— Begin —

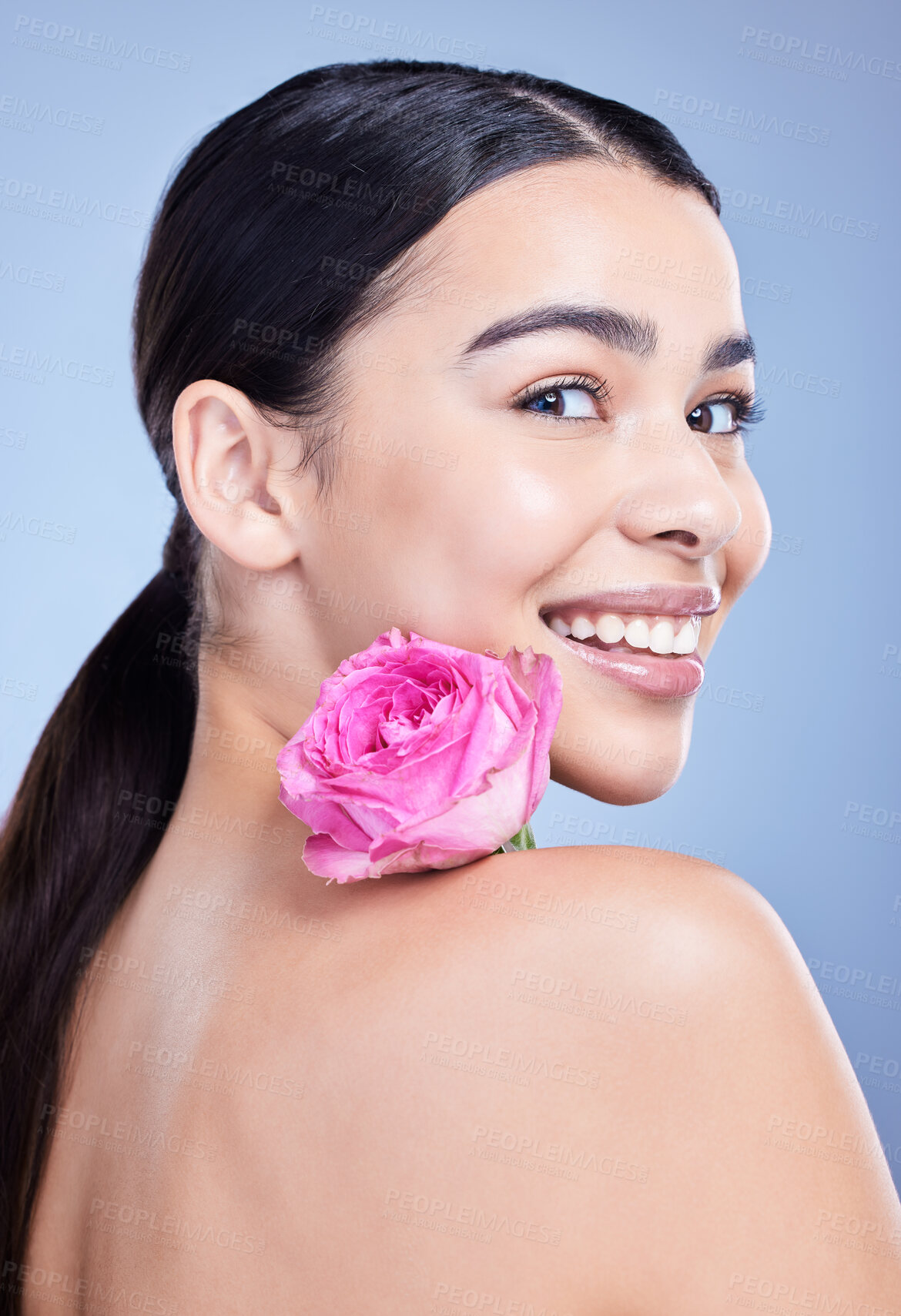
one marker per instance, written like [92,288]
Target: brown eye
[713,419]
[566,403]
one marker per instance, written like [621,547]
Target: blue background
[797,724]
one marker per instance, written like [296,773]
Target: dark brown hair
[345,163]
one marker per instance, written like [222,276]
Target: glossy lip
[663,675]
[650,674]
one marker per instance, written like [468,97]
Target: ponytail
[241,283]
[67,859]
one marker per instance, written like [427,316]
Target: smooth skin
[594,1080]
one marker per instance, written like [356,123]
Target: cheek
[749,549]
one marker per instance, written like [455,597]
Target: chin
[618,764]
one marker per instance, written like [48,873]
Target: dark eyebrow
[617,330]
[635,334]
[729,352]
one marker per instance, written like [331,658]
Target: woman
[397,369]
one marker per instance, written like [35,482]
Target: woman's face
[541,434]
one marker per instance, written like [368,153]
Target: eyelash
[748,408]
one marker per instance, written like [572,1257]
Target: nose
[678,497]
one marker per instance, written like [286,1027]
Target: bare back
[488,1089]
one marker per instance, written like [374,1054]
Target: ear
[233,469]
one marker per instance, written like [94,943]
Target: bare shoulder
[725,1078]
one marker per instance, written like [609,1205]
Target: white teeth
[685,641]
[611,629]
[581,628]
[559,625]
[662,638]
[638,633]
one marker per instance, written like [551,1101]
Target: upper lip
[665,601]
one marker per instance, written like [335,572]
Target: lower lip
[674,677]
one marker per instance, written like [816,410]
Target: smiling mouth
[645,638]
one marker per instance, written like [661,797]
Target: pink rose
[420,755]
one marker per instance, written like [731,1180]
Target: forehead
[581,230]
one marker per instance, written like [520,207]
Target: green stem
[524,840]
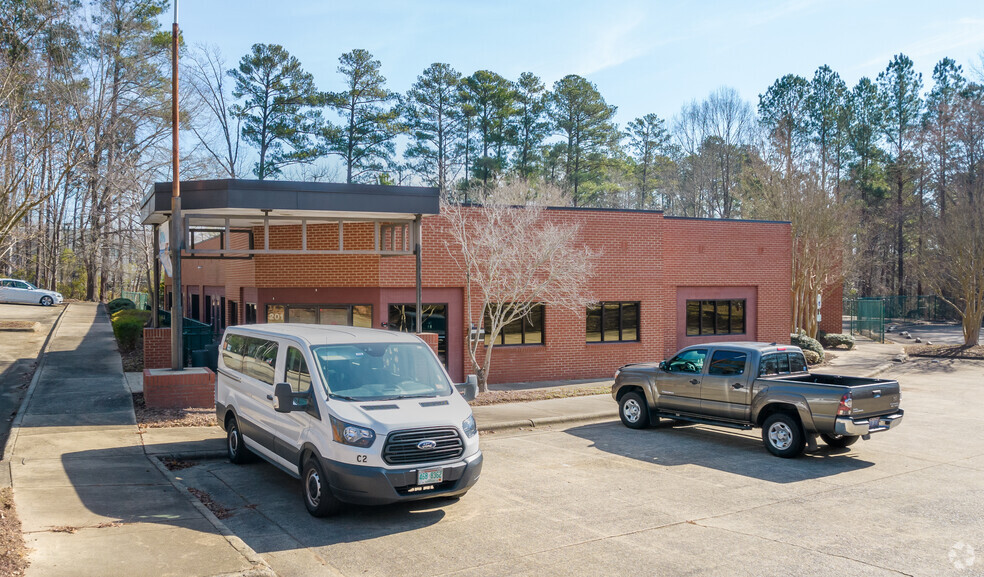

— End —

- **GOAL**
Which lines of the data contain the word "dark"? Pick them all out and copy each one, treating uppercase and lowercase as different.

- **IN RESPONSE**
Target: dark brown hair
Target: dark eyebrow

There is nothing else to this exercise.